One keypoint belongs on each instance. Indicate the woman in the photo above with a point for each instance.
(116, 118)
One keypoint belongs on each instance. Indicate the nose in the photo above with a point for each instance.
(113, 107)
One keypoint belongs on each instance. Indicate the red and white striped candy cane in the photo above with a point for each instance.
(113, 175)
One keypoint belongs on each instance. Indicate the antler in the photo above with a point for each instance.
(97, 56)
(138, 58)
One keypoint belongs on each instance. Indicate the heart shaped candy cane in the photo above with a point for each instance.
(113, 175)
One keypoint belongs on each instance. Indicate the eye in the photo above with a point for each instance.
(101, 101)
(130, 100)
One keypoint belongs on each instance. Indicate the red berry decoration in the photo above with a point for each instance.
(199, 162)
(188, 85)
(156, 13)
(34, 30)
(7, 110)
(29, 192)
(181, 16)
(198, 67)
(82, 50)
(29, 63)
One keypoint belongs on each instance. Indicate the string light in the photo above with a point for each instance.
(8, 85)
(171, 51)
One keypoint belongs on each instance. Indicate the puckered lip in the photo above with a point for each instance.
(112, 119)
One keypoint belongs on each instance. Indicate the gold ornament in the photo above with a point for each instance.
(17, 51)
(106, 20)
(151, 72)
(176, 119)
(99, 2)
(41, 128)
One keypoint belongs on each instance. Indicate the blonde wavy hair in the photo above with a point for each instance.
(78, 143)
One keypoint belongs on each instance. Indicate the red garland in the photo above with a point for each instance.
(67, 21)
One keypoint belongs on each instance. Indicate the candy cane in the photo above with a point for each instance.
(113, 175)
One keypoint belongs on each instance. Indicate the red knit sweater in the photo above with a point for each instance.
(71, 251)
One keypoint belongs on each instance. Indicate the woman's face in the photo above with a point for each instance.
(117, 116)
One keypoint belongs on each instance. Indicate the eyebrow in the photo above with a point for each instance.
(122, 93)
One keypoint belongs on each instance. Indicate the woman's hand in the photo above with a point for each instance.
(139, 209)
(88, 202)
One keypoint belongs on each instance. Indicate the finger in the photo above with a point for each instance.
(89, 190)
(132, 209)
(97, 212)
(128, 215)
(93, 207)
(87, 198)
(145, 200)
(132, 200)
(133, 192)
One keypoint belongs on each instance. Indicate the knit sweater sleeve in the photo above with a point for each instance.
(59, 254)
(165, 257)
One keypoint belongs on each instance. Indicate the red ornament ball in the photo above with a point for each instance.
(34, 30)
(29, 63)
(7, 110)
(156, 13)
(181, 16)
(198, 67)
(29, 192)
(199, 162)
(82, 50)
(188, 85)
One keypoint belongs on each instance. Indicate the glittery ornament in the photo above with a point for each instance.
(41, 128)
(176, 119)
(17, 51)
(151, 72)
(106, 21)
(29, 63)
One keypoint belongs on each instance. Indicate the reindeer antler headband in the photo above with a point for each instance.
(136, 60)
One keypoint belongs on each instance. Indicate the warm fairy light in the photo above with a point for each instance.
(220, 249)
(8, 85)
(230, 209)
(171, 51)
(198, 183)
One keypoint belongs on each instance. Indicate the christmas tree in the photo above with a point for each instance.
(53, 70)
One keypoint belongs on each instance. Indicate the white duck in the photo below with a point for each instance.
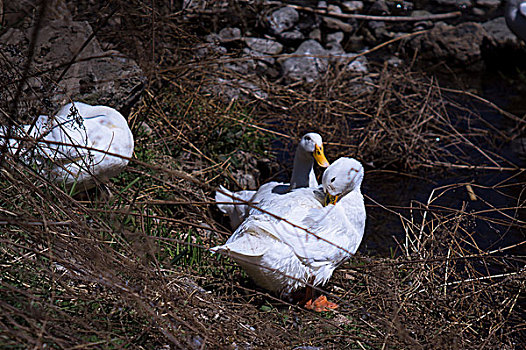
(309, 149)
(67, 143)
(294, 240)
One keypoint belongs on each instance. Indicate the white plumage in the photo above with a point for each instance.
(67, 144)
(309, 149)
(282, 257)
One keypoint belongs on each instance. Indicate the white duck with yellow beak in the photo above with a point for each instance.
(309, 150)
(294, 240)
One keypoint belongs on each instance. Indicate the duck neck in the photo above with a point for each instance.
(302, 171)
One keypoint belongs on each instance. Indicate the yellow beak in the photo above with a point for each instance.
(320, 157)
(330, 199)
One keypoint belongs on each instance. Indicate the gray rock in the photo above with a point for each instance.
(311, 64)
(292, 35)
(267, 46)
(337, 24)
(395, 62)
(500, 34)
(233, 89)
(478, 11)
(334, 9)
(259, 56)
(207, 49)
(283, 19)
(353, 6)
(244, 66)
(229, 34)
(379, 8)
(358, 64)
(335, 37)
(462, 4)
(404, 5)
(489, 3)
(108, 79)
(315, 34)
(458, 44)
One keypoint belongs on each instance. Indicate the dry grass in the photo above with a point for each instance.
(133, 270)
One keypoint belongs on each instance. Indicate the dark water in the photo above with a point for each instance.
(489, 230)
(502, 189)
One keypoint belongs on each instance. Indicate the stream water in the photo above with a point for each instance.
(490, 229)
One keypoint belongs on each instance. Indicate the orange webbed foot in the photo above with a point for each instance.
(321, 304)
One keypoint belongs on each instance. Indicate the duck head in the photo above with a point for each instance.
(312, 143)
(341, 177)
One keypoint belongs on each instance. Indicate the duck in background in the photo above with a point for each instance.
(81, 146)
(309, 150)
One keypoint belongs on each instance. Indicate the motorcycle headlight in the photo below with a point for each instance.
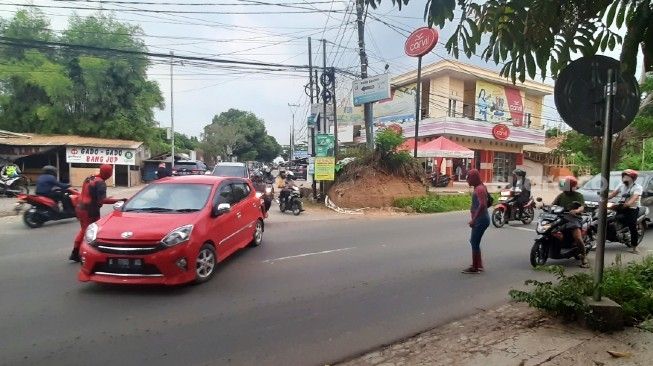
(177, 236)
(542, 228)
(91, 233)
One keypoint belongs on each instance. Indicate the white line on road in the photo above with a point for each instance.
(306, 255)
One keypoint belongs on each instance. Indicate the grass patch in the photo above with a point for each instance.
(631, 286)
(432, 203)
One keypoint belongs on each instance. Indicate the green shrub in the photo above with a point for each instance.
(631, 286)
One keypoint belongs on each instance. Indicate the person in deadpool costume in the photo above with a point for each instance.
(93, 196)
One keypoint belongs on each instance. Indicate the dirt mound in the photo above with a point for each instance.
(373, 188)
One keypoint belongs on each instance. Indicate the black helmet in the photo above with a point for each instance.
(49, 169)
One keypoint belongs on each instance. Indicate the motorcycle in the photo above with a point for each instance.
(617, 231)
(505, 210)
(553, 241)
(292, 202)
(44, 209)
(14, 186)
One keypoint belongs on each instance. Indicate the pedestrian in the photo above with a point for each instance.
(93, 196)
(480, 220)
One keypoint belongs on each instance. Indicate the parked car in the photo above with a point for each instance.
(189, 167)
(590, 190)
(226, 169)
(175, 230)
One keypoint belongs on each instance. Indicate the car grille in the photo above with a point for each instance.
(145, 270)
(129, 249)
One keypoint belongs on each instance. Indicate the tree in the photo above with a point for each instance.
(240, 134)
(70, 90)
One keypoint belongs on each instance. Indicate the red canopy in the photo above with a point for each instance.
(443, 148)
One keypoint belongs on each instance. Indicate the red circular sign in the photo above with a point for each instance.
(500, 132)
(421, 42)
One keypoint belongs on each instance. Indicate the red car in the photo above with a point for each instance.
(174, 231)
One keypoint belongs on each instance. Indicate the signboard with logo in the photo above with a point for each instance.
(498, 103)
(325, 168)
(501, 132)
(421, 42)
(324, 145)
(100, 155)
(372, 89)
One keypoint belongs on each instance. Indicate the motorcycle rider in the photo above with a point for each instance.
(46, 184)
(522, 186)
(574, 203)
(630, 195)
(93, 196)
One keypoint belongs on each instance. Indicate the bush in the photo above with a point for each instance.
(631, 286)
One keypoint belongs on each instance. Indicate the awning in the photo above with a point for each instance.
(443, 148)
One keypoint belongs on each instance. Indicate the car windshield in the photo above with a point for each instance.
(615, 180)
(169, 197)
(230, 171)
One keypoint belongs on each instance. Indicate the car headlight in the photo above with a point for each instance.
(542, 228)
(178, 236)
(91, 233)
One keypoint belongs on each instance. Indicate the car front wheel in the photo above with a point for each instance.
(205, 263)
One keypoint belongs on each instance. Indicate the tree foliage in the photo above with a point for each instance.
(240, 134)
(75, 91)
(530, 35)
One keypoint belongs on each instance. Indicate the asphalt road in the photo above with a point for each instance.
(320, 288)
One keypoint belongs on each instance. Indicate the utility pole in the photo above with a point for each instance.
(367, 107)
(172, 111)
(293, 109)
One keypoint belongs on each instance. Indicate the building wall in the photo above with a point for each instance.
(77, 176)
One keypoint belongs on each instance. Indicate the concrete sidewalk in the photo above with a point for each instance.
(514, 334)
(7, 205)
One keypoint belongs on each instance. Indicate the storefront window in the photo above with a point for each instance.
(504, 164)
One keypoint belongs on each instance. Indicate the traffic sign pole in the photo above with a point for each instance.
(605, 185)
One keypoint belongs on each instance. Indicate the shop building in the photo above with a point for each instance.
(75, 157)
(475, 108)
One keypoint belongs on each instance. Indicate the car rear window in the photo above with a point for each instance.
(230, 171)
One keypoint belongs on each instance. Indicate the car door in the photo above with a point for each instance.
(243, 208)
(224, 227)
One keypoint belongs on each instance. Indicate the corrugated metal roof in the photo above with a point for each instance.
(30, 139)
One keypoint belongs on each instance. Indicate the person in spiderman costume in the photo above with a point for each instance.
(93, 196)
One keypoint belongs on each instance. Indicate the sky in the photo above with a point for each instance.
(244, 30)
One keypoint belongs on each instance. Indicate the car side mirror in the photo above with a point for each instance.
(220, 209)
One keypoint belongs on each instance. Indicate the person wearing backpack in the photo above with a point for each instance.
(480, 220)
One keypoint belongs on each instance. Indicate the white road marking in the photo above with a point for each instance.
(307, 255)
(521, 228)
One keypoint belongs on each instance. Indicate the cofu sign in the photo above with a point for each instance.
(421, 42)
(500, 132)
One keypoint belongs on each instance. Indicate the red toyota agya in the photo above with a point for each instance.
(173, 231)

------------------------

WORK REQUIRED:
Give back, exactly as written, the lines from the one with "One keypoint belongs on each instance. Indicate the concrete" to the last line.

COMPLETE ANSWER:
One keypoint belongs on each instance. Indicate the concrete sidewalk in the photo above with a point for each instance.
(514, 334)
(7, 205)
One keypoint belongs on each instance. Indicate the storefront window in the photo above with a point for each instance.
(504, 164)
One keypoint belongs on each instance. Indicate the traffic sign pole in the photo above with a point for each instance.
(605, 185)
One keypoint belongs on each instance. Indicate the shop building in the photo above with a point for each instance.
(75, 157)
(475, 108)
One keypoint belongs on each instance. Indicate the car rear window in the photo above with a point for each instance.
(230, 171)
One keypoint belongs on each instance. Indicate the car door in the photo above with a point for each instance.
(243, 208)
(224, 227)
One keypoint belongs on each instance. Indicate the corrugated metal roof in the photo above with a point for each instance.
(30, 139)
One keypoint belongs on each instance. Indicate the person in spiderman costume in the photo above with a point for each instance.
(93, 196)
One keypoint belongs on each instance. Indicate the sky in the photo above with a point for each instance.
(244, 30)
One keypoint belongs on each instance. Indicate the car side mirror in the photo above with a point for each instance.
(220, 209)
One keypoint belongs on each instance. Indicate the person wearing backpack in the photo above with a point for each instance.
(480, 220)
One keypoint belongs on each instance. Indicate the white road marking in the photo above with a point for each instance.
(307, 255)
(521, 228)
One keypoint belongs on each instance. Indicate the cofu sign in the photo above with a point for each instance.
(421, 42)
(500, 132)
One keypoint belongs on each instance. Indicate the red toyota agya in the photo above with a point for each instance.
(173, 231)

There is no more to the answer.